■ Excerpted records
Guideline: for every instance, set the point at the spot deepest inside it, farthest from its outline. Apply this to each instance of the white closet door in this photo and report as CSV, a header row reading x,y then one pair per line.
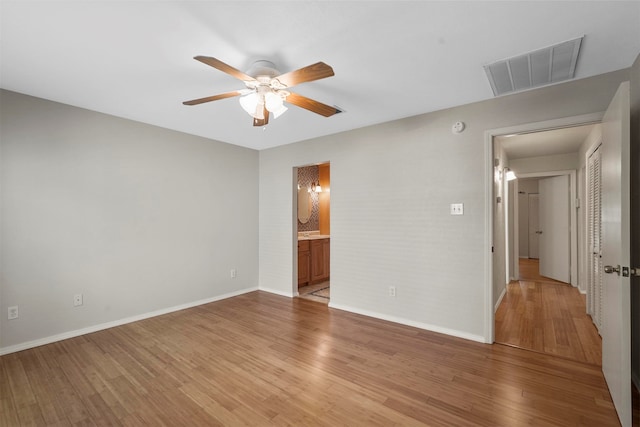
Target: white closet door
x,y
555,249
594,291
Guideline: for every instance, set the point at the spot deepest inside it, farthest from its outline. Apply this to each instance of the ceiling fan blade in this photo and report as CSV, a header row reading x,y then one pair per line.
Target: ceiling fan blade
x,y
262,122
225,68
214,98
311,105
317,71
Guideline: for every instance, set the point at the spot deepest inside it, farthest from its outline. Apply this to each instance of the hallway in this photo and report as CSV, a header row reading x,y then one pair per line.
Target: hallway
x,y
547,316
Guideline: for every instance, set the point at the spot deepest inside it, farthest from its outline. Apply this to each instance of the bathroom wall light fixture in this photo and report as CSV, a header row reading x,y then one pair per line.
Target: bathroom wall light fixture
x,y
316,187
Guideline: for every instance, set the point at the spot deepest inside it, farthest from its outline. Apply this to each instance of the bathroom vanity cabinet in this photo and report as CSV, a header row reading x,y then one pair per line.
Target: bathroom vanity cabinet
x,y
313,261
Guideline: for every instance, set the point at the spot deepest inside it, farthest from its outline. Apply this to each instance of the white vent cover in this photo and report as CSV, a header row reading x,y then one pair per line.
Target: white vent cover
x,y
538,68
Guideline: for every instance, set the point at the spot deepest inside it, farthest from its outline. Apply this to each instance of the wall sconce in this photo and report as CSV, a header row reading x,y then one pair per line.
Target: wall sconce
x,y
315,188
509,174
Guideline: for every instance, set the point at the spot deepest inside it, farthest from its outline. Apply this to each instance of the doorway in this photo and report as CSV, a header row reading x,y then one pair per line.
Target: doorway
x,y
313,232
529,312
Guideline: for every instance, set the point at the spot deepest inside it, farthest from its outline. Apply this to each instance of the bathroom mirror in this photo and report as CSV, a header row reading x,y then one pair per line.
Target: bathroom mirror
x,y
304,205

==

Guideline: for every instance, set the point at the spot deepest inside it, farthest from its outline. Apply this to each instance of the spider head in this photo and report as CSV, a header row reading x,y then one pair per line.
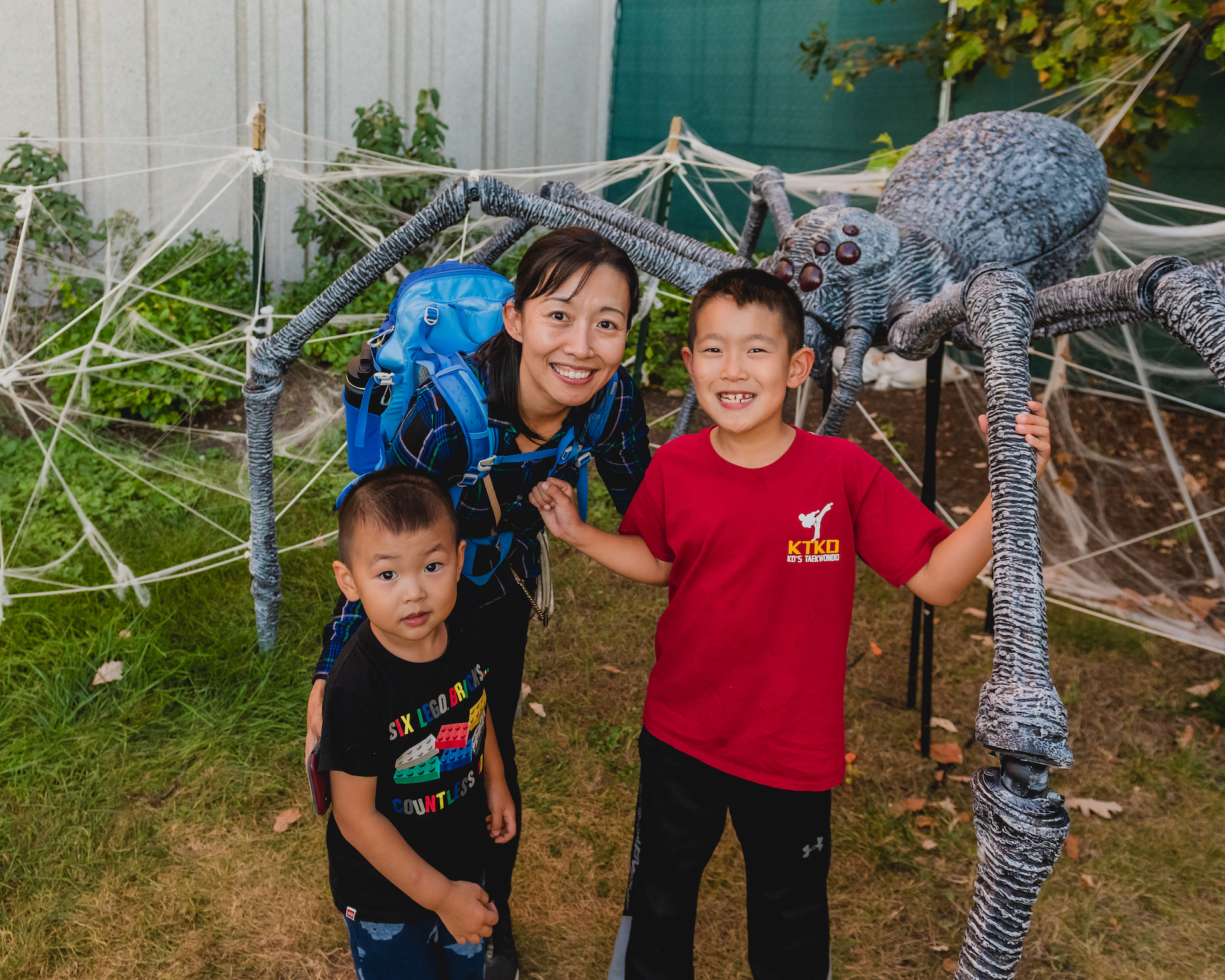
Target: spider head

■ The exercise
How many lines in the entries above contain the string "vent"? Reply with the number only.

■ Solution for this task
2